*Your instructions*
Swap "teal mug" for "green mug" in the listing from the line with "Guideline: for each instance of the woman's hand, the" up to and including the line with "column 286, row 333", leaving everything else unchanged. Return only those lines.

## Begin Stored rows

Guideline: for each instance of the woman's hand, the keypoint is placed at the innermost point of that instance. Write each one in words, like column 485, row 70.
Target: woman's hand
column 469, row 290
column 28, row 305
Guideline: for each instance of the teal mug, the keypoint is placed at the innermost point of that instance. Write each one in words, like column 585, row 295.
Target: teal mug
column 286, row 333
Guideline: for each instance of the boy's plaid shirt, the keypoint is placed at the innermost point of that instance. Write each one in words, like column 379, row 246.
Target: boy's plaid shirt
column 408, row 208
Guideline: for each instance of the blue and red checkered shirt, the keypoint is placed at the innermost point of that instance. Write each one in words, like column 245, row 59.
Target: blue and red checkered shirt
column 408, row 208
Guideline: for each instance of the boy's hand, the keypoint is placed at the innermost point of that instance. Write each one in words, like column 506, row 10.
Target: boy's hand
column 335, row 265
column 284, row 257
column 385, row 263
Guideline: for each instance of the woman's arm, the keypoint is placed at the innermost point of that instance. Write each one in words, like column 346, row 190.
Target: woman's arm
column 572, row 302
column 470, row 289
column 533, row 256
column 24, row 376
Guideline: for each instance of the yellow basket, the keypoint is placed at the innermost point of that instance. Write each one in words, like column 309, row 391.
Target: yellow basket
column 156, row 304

## End Stored rows
## Begin Stored rows

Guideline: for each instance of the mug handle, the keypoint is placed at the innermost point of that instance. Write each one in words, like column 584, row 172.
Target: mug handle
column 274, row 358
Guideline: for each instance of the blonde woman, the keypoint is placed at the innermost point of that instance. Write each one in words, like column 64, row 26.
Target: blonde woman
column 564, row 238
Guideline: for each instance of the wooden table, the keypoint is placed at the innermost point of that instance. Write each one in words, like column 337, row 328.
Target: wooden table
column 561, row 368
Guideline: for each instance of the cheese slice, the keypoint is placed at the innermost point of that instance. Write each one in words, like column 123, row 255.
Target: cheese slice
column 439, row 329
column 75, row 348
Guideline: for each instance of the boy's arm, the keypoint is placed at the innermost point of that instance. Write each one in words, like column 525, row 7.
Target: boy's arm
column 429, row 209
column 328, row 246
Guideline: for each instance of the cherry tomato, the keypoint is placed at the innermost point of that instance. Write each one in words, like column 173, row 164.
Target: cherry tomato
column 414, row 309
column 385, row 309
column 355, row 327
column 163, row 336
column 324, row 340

## End Stored rows
## Begin Stored rows

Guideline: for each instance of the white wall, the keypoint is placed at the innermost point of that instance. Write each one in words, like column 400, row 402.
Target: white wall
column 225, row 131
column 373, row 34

## End Stored rows

*Written response*
Guideline: for each instance of the woman's hand, the keypoint is placed at the innermost point of that instance. Write each one in words, like column 485, row 70.
Target: woman's hand
column 469, row 290
column 28, row 305
Guideline: for each instance of the green mug, the keypoint is placed at the innermost point of that instance. Write each one in words, like column 585, row 295.
Target: green mug
column 286, row 333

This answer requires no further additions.